- **Given task**
Copy word for word only the lines that start with the line containing "of the lamp" and end with the line containing "[[32, 123], [134, 123]]", including both of those lines.

- **Extracted material**
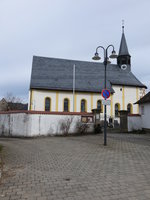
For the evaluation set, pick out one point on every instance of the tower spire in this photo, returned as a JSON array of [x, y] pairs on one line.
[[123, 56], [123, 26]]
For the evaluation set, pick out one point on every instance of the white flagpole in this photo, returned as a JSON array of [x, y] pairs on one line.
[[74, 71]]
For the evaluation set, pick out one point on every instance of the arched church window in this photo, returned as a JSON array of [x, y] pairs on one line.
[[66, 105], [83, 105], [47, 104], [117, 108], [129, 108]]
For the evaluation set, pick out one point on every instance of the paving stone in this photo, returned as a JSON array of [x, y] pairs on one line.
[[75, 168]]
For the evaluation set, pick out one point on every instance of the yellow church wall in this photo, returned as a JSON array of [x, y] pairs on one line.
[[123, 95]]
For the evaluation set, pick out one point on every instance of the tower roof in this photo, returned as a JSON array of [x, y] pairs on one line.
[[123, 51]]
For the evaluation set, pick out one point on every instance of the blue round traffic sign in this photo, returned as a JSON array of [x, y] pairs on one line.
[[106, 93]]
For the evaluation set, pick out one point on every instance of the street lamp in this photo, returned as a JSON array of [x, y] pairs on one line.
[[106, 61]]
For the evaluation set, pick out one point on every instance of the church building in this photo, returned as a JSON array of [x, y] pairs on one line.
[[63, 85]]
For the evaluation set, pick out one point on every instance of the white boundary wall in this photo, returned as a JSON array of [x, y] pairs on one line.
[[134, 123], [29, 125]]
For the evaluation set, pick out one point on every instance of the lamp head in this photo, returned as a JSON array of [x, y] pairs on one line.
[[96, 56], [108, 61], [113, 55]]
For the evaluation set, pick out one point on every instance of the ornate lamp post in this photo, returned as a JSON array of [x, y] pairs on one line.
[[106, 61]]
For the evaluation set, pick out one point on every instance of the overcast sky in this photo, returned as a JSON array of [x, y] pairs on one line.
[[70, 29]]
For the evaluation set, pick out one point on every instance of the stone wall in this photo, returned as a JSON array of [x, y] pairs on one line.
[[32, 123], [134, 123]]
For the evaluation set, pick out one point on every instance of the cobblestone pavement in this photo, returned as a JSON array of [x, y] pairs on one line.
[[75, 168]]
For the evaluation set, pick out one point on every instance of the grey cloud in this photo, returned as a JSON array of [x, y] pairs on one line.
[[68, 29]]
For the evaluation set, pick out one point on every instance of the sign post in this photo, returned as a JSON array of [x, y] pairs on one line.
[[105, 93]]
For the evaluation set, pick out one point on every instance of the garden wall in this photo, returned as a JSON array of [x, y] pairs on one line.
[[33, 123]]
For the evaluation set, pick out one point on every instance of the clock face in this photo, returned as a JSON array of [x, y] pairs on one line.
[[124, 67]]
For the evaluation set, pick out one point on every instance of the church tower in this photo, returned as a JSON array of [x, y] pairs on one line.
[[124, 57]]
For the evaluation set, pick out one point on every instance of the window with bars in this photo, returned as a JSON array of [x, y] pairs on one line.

...

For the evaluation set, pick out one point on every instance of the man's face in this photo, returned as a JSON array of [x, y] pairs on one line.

- **Output below**
For the evaluation set, pick out one point on every instance of the lamp head in this photo, returned as a JSON array of [x, y] pairs on one line.
[[96, 56], [108, 61], [113, 55]]
For the evaluation set, pick out one point on every instance of the ornate lamp post in this photo, returned as a JSON array of [x, y] pairs on one line.
[[106, 61]]
For the evaluation set, pick out one point on every instance of the overcast sky in this photo, returned as a JSON array of [x, y] pairs on one line.
[[70, 29]]
For the evaluation set, pick out one point on every instance of the stone wall in this photo, returned as a JSON array of [x, y] pairs on one line.
[[32, 123], [134, 123]]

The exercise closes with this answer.